--- MATERIAL SUPPLIED ---
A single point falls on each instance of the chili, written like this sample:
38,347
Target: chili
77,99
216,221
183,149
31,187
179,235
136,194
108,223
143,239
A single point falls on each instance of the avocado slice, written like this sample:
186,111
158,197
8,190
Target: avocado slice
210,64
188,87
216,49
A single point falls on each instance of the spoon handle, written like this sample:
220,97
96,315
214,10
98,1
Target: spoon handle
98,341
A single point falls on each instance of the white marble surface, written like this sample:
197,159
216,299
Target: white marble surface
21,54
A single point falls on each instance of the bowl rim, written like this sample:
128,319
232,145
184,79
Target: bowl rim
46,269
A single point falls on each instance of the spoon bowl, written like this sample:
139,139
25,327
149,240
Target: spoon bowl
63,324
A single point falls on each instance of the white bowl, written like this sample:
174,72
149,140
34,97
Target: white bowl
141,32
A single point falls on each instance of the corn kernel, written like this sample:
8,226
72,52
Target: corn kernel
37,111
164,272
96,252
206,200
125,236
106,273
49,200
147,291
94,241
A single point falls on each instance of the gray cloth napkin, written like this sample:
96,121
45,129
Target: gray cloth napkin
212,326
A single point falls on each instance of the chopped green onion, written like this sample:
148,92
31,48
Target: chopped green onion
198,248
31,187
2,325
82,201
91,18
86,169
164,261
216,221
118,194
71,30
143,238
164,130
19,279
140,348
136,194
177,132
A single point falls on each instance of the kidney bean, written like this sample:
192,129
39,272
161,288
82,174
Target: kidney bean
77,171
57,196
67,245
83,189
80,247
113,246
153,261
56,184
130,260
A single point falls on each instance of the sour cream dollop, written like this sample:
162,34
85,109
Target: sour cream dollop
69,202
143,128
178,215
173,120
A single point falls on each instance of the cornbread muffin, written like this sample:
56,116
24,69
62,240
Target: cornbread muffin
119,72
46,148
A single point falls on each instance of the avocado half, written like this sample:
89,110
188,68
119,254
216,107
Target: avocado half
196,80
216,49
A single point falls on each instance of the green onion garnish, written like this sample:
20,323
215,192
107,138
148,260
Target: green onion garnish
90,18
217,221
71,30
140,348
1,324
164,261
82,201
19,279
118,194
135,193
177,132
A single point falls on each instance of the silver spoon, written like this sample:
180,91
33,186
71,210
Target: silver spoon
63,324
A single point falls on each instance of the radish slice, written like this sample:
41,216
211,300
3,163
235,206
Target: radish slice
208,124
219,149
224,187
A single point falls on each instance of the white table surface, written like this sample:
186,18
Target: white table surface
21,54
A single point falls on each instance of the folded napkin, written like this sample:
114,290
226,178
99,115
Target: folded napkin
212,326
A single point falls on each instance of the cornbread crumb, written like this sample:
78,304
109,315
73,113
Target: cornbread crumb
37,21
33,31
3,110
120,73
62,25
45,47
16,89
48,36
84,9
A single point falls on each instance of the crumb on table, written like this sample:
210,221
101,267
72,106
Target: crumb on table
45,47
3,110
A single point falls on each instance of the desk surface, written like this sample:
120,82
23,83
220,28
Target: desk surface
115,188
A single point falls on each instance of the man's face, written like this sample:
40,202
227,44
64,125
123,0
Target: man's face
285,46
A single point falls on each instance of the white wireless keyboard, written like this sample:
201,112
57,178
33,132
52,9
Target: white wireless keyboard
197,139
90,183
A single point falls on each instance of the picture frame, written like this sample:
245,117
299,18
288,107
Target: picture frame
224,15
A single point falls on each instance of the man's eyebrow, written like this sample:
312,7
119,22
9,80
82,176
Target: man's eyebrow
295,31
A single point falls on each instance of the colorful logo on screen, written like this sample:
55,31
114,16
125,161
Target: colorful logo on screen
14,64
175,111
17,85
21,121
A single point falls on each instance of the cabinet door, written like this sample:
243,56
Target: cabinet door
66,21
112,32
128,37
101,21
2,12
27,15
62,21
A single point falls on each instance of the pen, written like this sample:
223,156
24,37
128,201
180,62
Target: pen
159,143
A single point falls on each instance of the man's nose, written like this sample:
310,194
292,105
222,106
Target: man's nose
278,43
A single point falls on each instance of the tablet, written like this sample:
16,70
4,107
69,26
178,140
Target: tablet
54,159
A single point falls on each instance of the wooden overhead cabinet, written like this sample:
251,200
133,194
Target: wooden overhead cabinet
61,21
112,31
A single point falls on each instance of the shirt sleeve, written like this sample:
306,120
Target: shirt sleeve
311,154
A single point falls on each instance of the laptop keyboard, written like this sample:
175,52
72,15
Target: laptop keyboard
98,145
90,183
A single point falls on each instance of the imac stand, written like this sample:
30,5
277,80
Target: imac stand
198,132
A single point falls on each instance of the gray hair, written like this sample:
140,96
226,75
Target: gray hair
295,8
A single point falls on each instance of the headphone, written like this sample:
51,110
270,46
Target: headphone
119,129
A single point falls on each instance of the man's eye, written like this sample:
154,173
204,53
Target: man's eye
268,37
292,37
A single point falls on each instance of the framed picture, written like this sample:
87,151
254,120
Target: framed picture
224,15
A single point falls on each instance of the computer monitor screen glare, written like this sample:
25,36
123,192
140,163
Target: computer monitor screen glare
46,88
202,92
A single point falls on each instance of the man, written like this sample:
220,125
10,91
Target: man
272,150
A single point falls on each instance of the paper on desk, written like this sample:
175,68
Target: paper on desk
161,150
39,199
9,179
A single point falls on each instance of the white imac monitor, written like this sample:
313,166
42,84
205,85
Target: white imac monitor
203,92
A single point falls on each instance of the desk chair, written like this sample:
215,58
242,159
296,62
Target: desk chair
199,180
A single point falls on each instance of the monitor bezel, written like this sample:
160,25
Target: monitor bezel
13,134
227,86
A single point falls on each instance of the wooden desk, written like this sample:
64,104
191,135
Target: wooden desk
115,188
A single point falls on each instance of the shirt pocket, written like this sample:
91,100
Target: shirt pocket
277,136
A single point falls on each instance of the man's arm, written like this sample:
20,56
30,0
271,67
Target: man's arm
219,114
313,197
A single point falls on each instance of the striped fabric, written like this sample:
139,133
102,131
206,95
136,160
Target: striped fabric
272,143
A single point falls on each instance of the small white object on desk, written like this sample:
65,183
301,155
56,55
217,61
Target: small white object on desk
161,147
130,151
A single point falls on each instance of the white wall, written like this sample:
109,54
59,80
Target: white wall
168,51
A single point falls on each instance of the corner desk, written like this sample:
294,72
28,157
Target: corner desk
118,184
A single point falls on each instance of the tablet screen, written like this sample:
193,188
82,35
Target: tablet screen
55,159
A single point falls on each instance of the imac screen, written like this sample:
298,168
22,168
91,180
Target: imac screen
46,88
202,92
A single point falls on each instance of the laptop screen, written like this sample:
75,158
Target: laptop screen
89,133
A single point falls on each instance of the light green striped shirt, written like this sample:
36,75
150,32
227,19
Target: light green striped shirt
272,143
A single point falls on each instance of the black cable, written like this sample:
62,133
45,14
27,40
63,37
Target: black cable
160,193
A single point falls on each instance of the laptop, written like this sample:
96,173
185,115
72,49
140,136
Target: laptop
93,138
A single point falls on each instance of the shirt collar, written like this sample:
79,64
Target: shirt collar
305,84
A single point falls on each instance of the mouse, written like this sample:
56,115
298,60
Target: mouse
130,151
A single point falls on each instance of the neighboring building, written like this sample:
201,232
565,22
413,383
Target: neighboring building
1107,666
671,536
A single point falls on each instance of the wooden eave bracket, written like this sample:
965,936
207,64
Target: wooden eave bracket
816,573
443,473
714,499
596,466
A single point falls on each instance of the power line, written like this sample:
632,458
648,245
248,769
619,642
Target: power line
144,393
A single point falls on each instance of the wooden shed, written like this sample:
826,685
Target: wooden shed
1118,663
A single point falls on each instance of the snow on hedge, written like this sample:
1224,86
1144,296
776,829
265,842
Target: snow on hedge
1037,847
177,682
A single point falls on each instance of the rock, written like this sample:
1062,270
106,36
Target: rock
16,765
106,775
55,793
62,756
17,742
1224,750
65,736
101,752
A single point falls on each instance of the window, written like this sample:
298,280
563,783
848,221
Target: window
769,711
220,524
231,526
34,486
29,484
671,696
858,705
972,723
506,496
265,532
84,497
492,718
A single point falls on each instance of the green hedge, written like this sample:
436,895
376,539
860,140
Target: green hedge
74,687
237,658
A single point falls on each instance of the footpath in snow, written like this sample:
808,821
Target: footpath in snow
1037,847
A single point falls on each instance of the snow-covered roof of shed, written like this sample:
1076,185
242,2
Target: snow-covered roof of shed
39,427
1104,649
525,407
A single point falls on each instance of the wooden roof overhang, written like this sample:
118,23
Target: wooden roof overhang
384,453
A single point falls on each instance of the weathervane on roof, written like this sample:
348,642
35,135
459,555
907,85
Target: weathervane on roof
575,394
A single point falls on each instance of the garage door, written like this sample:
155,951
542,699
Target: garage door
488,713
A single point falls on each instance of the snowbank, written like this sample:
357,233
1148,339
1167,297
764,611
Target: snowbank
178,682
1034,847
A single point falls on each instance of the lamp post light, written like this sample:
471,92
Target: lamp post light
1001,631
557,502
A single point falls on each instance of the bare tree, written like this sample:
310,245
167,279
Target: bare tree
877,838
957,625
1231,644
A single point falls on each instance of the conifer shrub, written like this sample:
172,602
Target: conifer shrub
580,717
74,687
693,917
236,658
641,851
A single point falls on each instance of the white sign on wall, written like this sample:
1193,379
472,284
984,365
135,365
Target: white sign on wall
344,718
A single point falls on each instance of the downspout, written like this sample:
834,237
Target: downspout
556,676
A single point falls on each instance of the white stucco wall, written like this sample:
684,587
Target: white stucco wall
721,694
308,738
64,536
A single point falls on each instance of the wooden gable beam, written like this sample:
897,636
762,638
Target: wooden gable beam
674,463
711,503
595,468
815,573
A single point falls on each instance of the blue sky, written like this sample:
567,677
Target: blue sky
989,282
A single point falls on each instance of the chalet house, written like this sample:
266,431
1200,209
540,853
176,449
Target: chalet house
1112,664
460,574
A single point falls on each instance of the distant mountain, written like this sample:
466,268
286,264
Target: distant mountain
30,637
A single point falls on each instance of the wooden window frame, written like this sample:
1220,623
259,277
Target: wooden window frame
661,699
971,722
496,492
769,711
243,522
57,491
---
Set down exactly the lines from the one that contains "Target: distant mountain" to the final line above, both included, and nothing more.

WRITTEN ANSWER =>
Target: distant mountain
30,637
A single point falls on each instance of the wooden window frame, written like this sample:
1220,623
259,277
Target: wooden window frame
661,699
971,722
496,492
769,711
243,522
57,491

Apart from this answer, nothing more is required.